- **Given passage**

..............................

Modern processor architectures that contain floating-point hardware typically offer square root calculation as a primitive operation (instruction), which sets an error flag in the floating-point environment if the operand of the square root instruction was out of range (negative). On the other hand, old instruction set architectures may not have had floating point instructions, or not have had hardware accelerated square root instructions, so the C language permits an implementation to set errno on an out of range argument instead, but errno being a thread-local memory location practically prevents any sane architecture from setting errno directly from the square root instruction. To get decent performance, gcc inlines the square root calculation by calling the hardware instruction (sqrtsd), but to set errno, it seperately checks the sign of the argument, and calls to the library function only in case the argument was negative, so the library function can set errno. Yes, this is crazy, but that in turn is par for the course. You can avoid this braindamage that nobody ever needs or wants by setting -fno-math-errno in the compiler flags.

Reasonably recent x86-64 processors have more instructions than were present in the original x86-64 as first developed by AMD (which included only SSE2 vector/floating-point instructions). Among the added instructions are float/integer conversion instructions that allow controlled rounding/truncation, so this doesn't have to be implemented in software. You can get gcc to use these new instructions by specifying a target that supports these instructions, for example by using the -msse4 compiler flag. Note that this will cause the generated program to fault if it is run on a target that doesn't support these instructions, so the generated program will be less portable (though it doesn't reduce portability of the source code obviously).

..............................

- **Material provided**
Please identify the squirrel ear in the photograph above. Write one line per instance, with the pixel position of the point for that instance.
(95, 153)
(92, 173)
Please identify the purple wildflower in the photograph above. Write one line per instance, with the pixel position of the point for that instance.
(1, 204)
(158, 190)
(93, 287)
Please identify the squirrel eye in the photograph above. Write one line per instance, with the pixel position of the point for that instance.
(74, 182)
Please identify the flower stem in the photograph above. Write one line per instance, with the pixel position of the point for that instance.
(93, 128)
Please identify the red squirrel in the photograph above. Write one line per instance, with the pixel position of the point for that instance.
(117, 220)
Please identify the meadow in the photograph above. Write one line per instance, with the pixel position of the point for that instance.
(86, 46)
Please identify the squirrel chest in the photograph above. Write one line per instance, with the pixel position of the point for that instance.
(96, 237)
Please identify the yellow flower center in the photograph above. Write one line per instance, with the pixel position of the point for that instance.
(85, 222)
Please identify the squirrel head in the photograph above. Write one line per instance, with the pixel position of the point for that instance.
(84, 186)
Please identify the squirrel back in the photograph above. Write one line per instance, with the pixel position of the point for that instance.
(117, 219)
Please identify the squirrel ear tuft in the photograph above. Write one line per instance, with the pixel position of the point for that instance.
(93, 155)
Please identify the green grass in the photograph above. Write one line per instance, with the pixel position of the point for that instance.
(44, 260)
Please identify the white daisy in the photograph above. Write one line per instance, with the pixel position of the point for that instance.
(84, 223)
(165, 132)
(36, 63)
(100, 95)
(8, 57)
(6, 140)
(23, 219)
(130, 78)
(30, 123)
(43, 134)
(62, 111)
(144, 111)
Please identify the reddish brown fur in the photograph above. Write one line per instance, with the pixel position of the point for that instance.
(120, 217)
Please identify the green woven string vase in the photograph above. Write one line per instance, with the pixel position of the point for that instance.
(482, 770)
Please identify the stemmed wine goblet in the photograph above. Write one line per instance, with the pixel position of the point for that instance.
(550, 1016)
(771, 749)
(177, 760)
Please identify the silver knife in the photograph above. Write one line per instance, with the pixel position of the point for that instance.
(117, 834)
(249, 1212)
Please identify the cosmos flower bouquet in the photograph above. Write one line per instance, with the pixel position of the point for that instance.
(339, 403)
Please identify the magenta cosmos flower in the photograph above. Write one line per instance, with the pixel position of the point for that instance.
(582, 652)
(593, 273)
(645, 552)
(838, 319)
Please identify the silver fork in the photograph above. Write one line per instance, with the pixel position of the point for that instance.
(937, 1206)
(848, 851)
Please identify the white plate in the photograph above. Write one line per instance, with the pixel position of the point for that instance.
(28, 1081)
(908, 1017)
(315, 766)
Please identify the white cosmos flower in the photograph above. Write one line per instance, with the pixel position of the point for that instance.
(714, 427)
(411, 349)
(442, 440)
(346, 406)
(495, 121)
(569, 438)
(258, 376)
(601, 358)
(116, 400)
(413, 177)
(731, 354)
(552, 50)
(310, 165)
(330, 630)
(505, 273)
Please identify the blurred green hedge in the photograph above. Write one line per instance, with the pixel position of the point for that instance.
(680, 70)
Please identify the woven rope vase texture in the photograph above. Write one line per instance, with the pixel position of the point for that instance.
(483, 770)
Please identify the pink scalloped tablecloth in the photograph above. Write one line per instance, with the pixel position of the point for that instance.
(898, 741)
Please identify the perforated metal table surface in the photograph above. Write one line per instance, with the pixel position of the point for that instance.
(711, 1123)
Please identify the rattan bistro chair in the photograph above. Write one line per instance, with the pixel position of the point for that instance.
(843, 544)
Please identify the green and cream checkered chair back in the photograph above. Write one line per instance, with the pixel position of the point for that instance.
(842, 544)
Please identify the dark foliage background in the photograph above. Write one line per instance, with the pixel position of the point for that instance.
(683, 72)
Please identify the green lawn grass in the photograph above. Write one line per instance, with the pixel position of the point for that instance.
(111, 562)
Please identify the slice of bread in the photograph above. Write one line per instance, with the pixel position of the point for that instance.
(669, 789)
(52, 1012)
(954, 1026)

..............................

- **Short exercise 1**
From the passage on gcc and floating-point instructions, reproduce the text starting with "Reasonably recent x86-64" and going on through "source code obviously).".
- **Short exercise 2**
In the passage on gcc and floating-point instructions, which compiler flag avoids the separate sign check gcc performs so that errno can be set?

- **Written response 1**
Reasonably recent x86-64 processors have more instructions than were present in the original x86-64 as first developed by AMD (which included only SSE2 vector/floating-point instructions). Among the added instructions are float/integer conversion instructions that allow controlled rounding/truncation, so this doesn't have to be implemented in software. You can get gcc to use these new instructions by specifying a target that supports these instructions, for example by using the -msse4 compiler flag. Note that this will cause the generated program to fault if it is run on a target that doesn't support these instructions, so the generated program will be less portable (though it doesn't reduce portability of the source code obviously).

- **Written response 2**
-fno-math-errno